--- START OF Text to read ---

Kafka-Compatible Broker in Go

A lightweight Kafka-compatible broker built from scratch in Go. Implements enough of the Kafka wire protocol to handle Produce and Fetch operations with disk persistence.

Architecture

Kafka Client
     |
TCP Binary Protocol (port 9092)
     |
+----------------------+
| Go Broker            |
+----------------------+
| Frame Decoder        |  Read/write Kafka wire frames
| Request Dispatcher   |  Route by API key + version
| API Handlers         |  ApiVersions, DescribeTopicPartitions, Fetch, Produce
| Metadata Manager     |  Topic/partition registry
| Storage Engine       |  Append-only log files on disk
+----------------------+
     |
Disk (data/)

Project Structure

cmd/broker/         Entrypoint
internal/
  broker/           TCP server, connection handler, request dispatcher
  protocol/         Binary encoder/decoder (Kafka wire format)
  types/            Shared types and Kafka error codes
  metadata/         Topic and partition registry
  storage/          Append-only log storage engine
  api/              Kafka API handlers
    api_versions.go
    describe_topic_partitions.go
    fetch.go
    produce.go
client/             Bun JS test client

Quick Start

# Build the broker
go build -o bin/broker ./cmd/broker

# Start the broker (listens on :9092)

--- END OF Text to read ---
--- START OF Records for processing ---

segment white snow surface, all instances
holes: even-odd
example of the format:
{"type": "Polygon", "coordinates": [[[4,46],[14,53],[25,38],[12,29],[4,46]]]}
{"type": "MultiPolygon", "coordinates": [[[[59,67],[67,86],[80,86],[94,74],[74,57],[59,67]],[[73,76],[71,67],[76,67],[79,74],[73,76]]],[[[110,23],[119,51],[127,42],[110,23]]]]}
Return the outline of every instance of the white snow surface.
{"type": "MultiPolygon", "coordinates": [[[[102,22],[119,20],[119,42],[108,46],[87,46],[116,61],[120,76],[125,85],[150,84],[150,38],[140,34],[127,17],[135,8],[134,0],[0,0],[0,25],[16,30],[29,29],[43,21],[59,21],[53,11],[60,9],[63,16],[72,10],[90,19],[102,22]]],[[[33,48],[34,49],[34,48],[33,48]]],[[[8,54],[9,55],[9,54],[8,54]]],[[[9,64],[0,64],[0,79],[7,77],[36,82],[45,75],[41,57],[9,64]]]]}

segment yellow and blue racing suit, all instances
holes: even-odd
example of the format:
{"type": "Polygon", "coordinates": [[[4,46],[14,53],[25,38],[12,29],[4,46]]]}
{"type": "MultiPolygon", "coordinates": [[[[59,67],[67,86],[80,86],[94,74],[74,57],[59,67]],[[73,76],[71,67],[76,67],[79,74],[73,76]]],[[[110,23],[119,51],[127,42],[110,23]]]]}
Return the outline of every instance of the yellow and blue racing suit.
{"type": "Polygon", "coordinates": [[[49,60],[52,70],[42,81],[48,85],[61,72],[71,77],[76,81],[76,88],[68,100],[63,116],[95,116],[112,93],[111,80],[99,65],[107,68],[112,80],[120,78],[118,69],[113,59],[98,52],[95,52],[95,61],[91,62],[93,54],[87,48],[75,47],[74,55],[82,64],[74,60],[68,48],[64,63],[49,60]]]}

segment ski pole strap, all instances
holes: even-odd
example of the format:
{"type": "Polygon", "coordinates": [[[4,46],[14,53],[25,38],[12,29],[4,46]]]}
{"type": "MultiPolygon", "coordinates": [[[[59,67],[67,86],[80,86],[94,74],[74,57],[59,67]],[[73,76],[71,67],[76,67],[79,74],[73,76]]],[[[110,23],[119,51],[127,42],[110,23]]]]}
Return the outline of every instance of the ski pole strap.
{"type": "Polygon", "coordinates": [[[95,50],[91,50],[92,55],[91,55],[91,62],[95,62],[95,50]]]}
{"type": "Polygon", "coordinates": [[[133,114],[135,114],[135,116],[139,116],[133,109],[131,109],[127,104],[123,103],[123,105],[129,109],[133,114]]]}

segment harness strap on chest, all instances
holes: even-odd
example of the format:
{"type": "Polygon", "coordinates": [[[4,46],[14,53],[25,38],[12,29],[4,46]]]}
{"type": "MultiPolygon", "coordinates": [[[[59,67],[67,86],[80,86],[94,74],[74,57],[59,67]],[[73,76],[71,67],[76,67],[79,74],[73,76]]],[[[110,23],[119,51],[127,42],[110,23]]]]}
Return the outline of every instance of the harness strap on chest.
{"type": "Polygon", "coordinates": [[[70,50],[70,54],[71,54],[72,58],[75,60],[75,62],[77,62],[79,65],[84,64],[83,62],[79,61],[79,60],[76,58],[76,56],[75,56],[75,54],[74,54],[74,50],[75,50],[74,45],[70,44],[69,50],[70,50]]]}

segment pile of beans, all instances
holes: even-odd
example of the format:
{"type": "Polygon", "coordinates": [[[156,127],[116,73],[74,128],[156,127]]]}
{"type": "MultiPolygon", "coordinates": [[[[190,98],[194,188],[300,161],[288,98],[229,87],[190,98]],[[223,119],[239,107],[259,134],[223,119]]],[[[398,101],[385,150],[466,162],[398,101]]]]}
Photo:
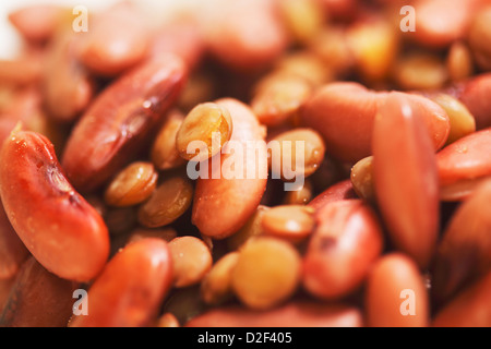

--- END OF Records for processing ---

> _Problem set_
1/ Give the records again, from the line with "segment pile of beans, all instances" up to and including the last line of the records, and leave the pictures out.
2/ Carry on the text about the Kafka-compatible broker in Go from the point where it stops.

> _The results_
1/
segment pile of beans, all instances
holes: even-odd
example of the format:
{"type": "Polygon", "coordinates": [[[156,127],[116,73],[74,128],[156,127]]]}
{"type": "MultiPolygon", "coordinates": [[[[190,98],[194,188],[300,161],[288,98],[229,87],[190,98]],[[223,119],[239,107],[259,134],[223,119]]],[[[398,101],[385,150],[466,162],[398,101]]]]}
Photo:

2/
./bin/broker

# Run the test client (from another terminal)
cd client
bun run test.ts      # ApiVersions + DescribeTopicPartitions tests
bun run produce.ts   # Produce 3 test messages
bun run fetch.ts     # Fetch and display the messages

Storage Layout

data/
  test-topic/
    0.log            # Append-only log for partition 0
  multi-partition-topic/
    0.log
    1.log
    2.log

Each .log file stores records sequentially with a 4-byte length prefix:

[4-byte size][record data][4-byte size][record data]...

Record data format: [8-byte timestamp][4-byte keyLen][key bytes][4-byte valLen][value bytes]

Development Stages

Stage 0 - Project Foundation

Set up Go module and internal packages:

• internal/types - Kafka error codes, API key constants, record/batch types
• internal/protocol - Binary reader/writer for Kafka wire format (big-endian, compact strings, uvarints, tagged fields)
• internal/storage - Append-only log storage with offset-based reads
• internal/metadata - Thread-safe topic/partition registry

Stage 1 - Bind to Port

TCP server that:

• Listens on configurable port (default 9092)
• Accepts TCP connections
• Handles client disconnects gracefully
• Supports SIGINT/SIGTERM shutdown

Stage 2-4 - Request Header Parsing

• Parse Kafka request frames (4-byte length prefix + payload)
• Extract correlation ID, client ID from request headers
• Route requests by API key (0=Produce, 1=Fetch, 18=ApiVersions, 85=DescribeTopicPartitions)
• Handle both legacy (v0-v2) and compact (v3+) header formats

Stage 5 - ApiVersions Handler

Kafka capability negotiation:

• Returns supported API keys with min/max version ranges
• Supports compact format (v3+) with tagged fields
• Supports legacy format (v0-v2)
• Advertises: Produce(0-9), Fetch(0-13), ApiVersions(0-4), DescribeTopicPartitions(0-4)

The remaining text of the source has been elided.